** START Selected text **

# Briggs and stratton engine



## farmallmaniac (Feb 16, 2004)

I have a Briggs and Stratton engine that im rebuilding for my school project. It has the extended cam shaft that extends out the crankcase. What are these called? It was made in 1978 december 12

Model# 130292
Type 0141 06
Code 78121206

Thanks


----------



## jbetts13 (Dec 28, 2003)

not bad 6 hp


----------



## jbetts13 (Dec 28, 2003)

> _Originally posted by farmallmaniac _
> *I have a Briggs and Stratton engine that im rebuilding for my school project. It has the extended cam shaft that extends out the crankcase. What are these called? It was made in 1978 december 12
> 
> Model# 130292
> ...


roller rockers ?>???


----------



## farmallmaniac (Feb 16, 2004)

nope yer wrong 5 horse


----------



## jbetts13 (Dec 28, 2003)

> _Originally posted by farmallmaniac _
> *nope yer wrong 5 horse *


the last 2 no# in code is the HP and you got 6


----------



## farmallmaniac (Feb 16, 2004)

hmm it says on the engine 5 horse brb i gotta check


----------



## jbetts13 (Dec 28, 2003)

got any pics


----------



## farmallmaniac (Feb 16, 2004)

nope... the number is correct but on the flywheel cover where it has the model numbers and type and code says 5 horse power


----------



## jbetts13 (Dec 28, 2003)

** END Selected text **
** START Records **

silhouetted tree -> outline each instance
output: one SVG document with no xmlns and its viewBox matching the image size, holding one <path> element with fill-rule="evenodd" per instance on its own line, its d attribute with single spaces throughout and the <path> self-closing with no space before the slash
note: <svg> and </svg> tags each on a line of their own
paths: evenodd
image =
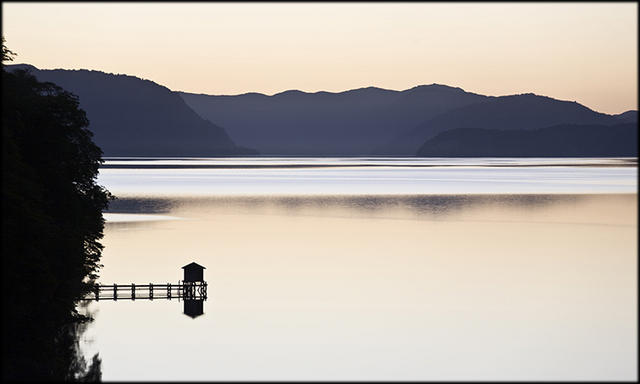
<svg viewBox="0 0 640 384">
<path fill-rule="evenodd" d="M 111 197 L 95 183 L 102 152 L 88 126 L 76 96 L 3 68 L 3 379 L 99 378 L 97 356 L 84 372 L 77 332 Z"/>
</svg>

** END Records **
** START Records **

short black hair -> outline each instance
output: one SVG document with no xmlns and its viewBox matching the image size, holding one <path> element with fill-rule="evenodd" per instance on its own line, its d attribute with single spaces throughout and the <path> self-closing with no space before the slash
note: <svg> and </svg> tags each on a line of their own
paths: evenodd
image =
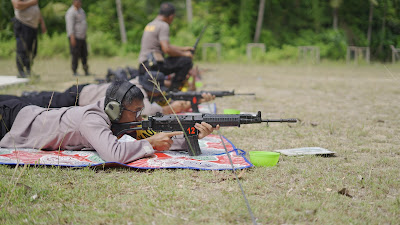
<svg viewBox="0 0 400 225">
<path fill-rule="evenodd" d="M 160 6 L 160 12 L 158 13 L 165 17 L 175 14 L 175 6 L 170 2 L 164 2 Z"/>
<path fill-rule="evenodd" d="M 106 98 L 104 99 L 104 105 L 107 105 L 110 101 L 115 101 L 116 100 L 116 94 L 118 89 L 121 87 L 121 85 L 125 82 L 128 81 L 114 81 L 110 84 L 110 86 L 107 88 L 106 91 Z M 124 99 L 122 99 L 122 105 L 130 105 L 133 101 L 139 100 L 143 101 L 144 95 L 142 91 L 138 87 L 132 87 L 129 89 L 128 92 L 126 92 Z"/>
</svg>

** END Records **
** START Records **

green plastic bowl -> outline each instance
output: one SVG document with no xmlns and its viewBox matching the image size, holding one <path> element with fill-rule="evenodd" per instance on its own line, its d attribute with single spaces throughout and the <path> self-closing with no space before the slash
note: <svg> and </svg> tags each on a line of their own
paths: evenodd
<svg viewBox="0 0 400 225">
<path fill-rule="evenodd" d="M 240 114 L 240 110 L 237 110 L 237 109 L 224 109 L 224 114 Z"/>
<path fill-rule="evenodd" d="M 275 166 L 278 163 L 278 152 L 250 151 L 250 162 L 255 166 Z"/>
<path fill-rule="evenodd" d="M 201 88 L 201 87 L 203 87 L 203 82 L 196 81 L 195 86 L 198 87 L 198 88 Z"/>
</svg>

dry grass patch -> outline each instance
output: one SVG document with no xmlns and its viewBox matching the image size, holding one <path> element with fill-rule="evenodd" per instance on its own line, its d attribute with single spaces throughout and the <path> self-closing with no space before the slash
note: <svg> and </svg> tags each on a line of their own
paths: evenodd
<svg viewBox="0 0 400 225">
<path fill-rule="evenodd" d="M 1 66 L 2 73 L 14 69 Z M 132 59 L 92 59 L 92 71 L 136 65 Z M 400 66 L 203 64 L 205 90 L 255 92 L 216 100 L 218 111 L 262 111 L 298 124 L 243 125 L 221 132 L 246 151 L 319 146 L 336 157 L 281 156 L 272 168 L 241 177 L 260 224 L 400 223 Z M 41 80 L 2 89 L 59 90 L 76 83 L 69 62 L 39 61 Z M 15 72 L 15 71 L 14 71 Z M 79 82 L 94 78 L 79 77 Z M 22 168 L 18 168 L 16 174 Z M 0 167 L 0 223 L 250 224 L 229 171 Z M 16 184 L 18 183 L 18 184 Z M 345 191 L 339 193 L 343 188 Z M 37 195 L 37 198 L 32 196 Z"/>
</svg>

** END Records **

◆ **Work instructions**:
**A.** According to the Briggs and Stratton engine thread, what do the last two numbers in the code indicate?
**B.** Please pick up the Briggs and Stratton engine thread from the point where it stops.
The data has nothing to do with the Briggs and Stratton engine thread.

◆ **Answer list**:
**A.** The horsepower.

**B.**
the sticker much be wrong in the sticker on the fly wheel cover with the code


----------



## farmallmaniac (Feb 16, 2004)

no the code is stamped in


----------



## farmallmaniac (Feb 16, 2004)

wait! i got a book that tells m what all the numbers mean brb let me get it


----------



## farmallmaniac (Feb 16, 2004)

13 cubic inch havent found no horse power tho


----------



## farmallmaniac (Feb 16, 2004)

design series 0 horizontal shaft Diaphragm carb pneumatic governor 

pulsa jet carb
plain bearing 
auxiliary drive < thats my answer i bet lol
rewind starter


----------



## jbetts13 (Dec 28, 2003)

hey farmmis does it look some thing like this


----------



## jbetts13 (Dec 28, 2003)

and the code and others are here


----------



## farmallmaniac (Feb 16, 2004)

kind of


----------



## farmallmaniac (Feb 16, 2004)

but kinda not


----------



## jbetts13 (Dec 28, 2003)

well what does your book say


----------



## farmallmaniac (Feb 16, 2004)

it dont say nothing about horse power


----------



## jbetts13 (Dec 28, 2003)

ok there is some thing messed up in that motor


----------



## farmallmaniac (Feb 16, 2004)

had it bored out .010 over


----------



## farmallmaniac (Feb 16, 2004)

grandpa dropped sum sand down there. dont ask y lol


----------



## jbetts13 (Dec 28, 2003)

l'm sorry but what sand lol tell me more


----------



## farmallmaniac (Feb 16, 2004)

well idk just sum sand or w/e got dropped in by accident as he was workin on it


----------



## jbetts13 (Dec 28, 2003)

thats funny and it still runs


----------



## farmallmaniac (Feb 16, 2004)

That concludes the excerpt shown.